* Textauszug
···

Österreich: Seine frühere Heimat nennt Davor Dragičević einen "Mafiastaat".

Seine frühere Heimat nennt Davor Dragičević einen "Mafiastaat".

(Foto: Darko Vojinovic/AP)

Als kurz darauf in Banja Luka die Demonstrationen gewaltsam niedergeschlagen und verboten wurden, gab es eine knappe Erklärung der EU: Die Ereignisse seien "ein alarmierendes Signal für den Zustand der Rechtsstaatlichkeit in Bosnien-Herzegowina". Konkrete Folgen aber hatte das nicht. "Die EU finanziert weiterhin die Mörder", schimpft Davor Dragičević. Er will jetzt "Druck von außen" machen. In Wien hat er bereits einen Verein gegründet: "Gerechtigkeit für David und alle Kinder Bosnien-Herzegowinas". Ableger in anderen europäischen Städten mit starker bosnischer Diaspora sollen folgen. Sein Leben besteht aus Trauer und Wut und dem Willen, endlich Gerechtigkeit zu schaffen. "Meine Kraft kommt von David", sagt er.

An diesem Freitag wird er sehr viel Kraft brauchen. Zur Mittagszeit ist die Beerdigung angesetzt auf dem Friedhof von Wiener Neustadt. Er hofft, dass viele Unterstützer kommen aus Bosnien, aus Deutschland, aus der Schweiz. Zum ersten Mal seit seiner Flucht wird er sich dort wieder öffentlich zeigen. "David wird hier seinen Frieden finden", sagt er. "Für mich kann es keinen Frieden mehr geben. Dazu ist zu viel passiert."

···

* Vorliegende Einträge
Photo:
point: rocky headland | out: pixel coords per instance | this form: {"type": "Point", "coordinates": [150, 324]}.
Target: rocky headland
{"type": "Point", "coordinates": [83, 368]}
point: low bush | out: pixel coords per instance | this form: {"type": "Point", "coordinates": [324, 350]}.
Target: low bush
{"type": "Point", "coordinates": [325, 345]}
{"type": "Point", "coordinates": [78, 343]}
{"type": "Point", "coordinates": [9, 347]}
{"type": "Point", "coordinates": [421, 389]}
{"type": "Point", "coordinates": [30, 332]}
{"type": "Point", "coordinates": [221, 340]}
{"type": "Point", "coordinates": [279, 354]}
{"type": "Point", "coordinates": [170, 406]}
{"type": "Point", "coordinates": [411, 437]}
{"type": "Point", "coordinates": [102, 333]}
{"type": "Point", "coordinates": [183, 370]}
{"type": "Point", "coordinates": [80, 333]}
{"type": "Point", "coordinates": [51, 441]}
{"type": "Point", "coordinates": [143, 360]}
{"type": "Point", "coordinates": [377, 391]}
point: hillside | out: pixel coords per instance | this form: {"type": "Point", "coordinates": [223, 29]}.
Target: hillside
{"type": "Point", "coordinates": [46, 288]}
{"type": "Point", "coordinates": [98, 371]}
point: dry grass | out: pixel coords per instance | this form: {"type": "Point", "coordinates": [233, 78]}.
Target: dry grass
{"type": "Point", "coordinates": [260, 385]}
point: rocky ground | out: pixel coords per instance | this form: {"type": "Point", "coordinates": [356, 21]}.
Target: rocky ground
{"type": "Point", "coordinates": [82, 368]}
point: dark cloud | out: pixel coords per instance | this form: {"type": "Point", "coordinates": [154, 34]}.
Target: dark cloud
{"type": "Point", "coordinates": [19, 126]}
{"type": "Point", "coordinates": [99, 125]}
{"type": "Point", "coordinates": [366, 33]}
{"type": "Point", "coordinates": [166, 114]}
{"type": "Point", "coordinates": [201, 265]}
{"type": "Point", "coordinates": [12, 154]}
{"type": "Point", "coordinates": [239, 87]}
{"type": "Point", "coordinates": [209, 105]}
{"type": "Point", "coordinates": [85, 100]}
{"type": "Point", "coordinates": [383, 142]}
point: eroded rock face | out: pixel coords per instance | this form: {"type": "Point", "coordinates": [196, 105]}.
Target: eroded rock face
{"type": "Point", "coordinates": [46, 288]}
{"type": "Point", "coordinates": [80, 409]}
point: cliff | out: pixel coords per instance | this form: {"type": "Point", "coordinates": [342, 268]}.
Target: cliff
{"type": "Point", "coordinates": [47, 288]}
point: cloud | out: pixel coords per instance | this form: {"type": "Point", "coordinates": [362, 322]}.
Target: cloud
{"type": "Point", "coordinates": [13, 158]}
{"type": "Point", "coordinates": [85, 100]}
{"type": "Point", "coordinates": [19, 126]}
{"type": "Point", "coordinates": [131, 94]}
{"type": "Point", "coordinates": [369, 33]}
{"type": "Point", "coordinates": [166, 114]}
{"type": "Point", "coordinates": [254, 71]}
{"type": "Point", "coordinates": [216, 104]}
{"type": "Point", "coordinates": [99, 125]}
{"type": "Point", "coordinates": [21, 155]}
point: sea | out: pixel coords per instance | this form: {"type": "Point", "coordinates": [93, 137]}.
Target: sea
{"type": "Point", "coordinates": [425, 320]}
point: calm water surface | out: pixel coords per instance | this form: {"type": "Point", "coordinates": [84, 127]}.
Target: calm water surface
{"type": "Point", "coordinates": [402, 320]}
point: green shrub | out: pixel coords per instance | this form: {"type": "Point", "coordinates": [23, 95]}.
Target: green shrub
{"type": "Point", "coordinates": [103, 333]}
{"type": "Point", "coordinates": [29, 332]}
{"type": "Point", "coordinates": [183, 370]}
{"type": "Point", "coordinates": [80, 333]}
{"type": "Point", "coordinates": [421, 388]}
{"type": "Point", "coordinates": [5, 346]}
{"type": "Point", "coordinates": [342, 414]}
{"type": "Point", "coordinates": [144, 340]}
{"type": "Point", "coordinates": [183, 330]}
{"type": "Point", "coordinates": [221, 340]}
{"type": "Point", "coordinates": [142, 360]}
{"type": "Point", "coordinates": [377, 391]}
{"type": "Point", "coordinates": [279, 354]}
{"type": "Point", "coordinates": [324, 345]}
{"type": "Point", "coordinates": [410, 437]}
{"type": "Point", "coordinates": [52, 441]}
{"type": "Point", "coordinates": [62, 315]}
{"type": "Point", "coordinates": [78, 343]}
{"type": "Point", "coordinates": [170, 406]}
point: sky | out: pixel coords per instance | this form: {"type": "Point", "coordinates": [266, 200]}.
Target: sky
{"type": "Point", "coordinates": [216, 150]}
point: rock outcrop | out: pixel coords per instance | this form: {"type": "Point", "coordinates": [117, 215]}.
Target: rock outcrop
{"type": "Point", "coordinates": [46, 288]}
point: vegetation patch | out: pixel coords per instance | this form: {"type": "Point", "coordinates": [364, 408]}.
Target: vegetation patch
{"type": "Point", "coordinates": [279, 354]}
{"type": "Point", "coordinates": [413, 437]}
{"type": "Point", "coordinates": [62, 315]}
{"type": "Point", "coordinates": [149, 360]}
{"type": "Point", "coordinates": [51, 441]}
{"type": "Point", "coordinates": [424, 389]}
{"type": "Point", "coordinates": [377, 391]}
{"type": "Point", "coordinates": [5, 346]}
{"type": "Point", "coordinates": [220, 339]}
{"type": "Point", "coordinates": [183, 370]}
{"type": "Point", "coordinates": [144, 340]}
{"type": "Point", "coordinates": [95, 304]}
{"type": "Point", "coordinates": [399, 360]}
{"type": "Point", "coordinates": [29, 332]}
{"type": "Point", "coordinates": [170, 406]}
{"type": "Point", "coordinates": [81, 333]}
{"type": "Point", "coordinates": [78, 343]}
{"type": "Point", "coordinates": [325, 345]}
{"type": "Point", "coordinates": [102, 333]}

···

* Schriftliche Aufgabe A
Prüfen Sie, ob die folgenden Aussagen mit dem Text über Davor Dragičević übereinstimmen: (i) Der Verein wurde in Wien gegründet. (ii) Die Erklärung der EU hatte konkrete Folgen. (iii) Die Beerdigung ist für den Abend angesetzt. Antworten Sie jeweils mit Ja oder Nein und zitieren Sie die entscheidenden Worte des Textes wörtlich.
* Schriftliche Aufgabe B
Fassen Sie den Text über Davor Dragičević in zwei Sätzen zusammen.
* Schriftliche Aufgabe C
Geben Sie den Abschnitt aus dem Text über Davor Dragičević wörtlich wieder, und zwar zwischen „Österreich: Seine frühere“ und „(Foto: Darko Vojinovic/AP)“, beide Stellen eingeschlossen.

* Richtige Lösung A
(i) Ja: „In Wien hat er bereits einen Verein gegründet“
(ii) Nein: „Konkrete Folgen aber hatte das nicht.“
(iii) Nein: „Zur Mittagszeit ist die Beerdigung angesetzt auf dem Friedhof von Wiener Neustadt.“

* Richtige Lösung B
Davor Dragičević wirft der EU vor, nach der gewaltsamen Niederschlagung der Demonstrationen in Banja Luka weiterhin die Mörder zu finanzieren, und hat in Wien einen Verein gegründet, um Druck von außen zu machen. Am Freitag ist auf dem Friedhof von Wiener Neustadt die Beerdigung angesetzt, bei der er sich zum ersten Mal seit seiner Flucht wieder öffentlich zeigen wird.

* Richtige Lösung C
Österreich: Seine frühere Heimat nennt Davor Dragičević einen "Mafiastaat".

Seine frühere Heimat nennt Davor Dragičević einen "Mafiastaat".

(Foto: Darko Vojinovic/AP)